Directions - Your answer should hold exactly the lines from the line containing "Target: white smoke" through the end of the entries that follow.

Data records section start

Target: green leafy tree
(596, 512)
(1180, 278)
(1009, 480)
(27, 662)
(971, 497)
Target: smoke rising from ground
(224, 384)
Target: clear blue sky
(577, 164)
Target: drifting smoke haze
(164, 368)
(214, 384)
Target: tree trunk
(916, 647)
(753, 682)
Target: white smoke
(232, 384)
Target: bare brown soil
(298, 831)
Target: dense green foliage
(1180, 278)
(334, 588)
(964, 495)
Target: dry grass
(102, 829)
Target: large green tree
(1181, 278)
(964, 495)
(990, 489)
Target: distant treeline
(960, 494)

Data records section end

Exercise output -
Target: white smoke
(232, 384)
Target: bare brown soil
(298, 831)
Target: dense green foliage
(1180, 278)
(334, 588)
(964, 495)
Target: dry grass
(102, 829)
Target: large green tree
(1181, 278)
(964, 495)
(990, 489)
Target: distant treeline
(960, 494)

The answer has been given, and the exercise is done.